Over the last 12 months, food prices are up 2.4% while energy costs are down 3.2%. Within energy, energy commodities are down 8.5% while energy services are up 2.8%. Commodities less food and energy prices are 0.6% lower while services less energy are up 4.6%. Within services, shelter is up 4.7% over the past 12 months.

What does this mean for the Fed?

The FOMC meets next Tuesday and Wednesday to decide on interest rates and experts seem confident that the Fed will lower rates by another 25 basis points, to the 4.25% to 4.50% range.

“The CPI print confirms the market consensus of another 25bps rate cut from the Federal Reserve,” Josh Hirt, Vanguard senior U.S. economist, said. “We are still closely monitoring the strength of the labor market and potential stickiness of certain components of inflation (shelter, services) heading into 2025.”

Despite the rising inflation numbers, core inflation was unmoved — and that is seen as a positive. Also, the November jobs report, which came out last week, was better than expected, as 277,000 jobs were added, and September and October jobs numbers were revised upward. Also, hourly earnings rose 0.4% in November and 4% over the past 12 months.

| Input for this task |
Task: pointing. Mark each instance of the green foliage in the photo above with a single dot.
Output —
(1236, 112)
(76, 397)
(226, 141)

| Task set |
A: According to the inflation excerpt, by how much did shelter costs rise over the past 12 months?
B: Reproduce the records above verbatim, keeping every line and character unchanged.

| Results for the exercise |
A: Shelter costs rose 4.7% over the past 12 months.

B:
Task: pointing. Mark each instance of the green foliage in the photo above with a single dot.
Output —
(1236, 112)
(76, 397)
(226, 141)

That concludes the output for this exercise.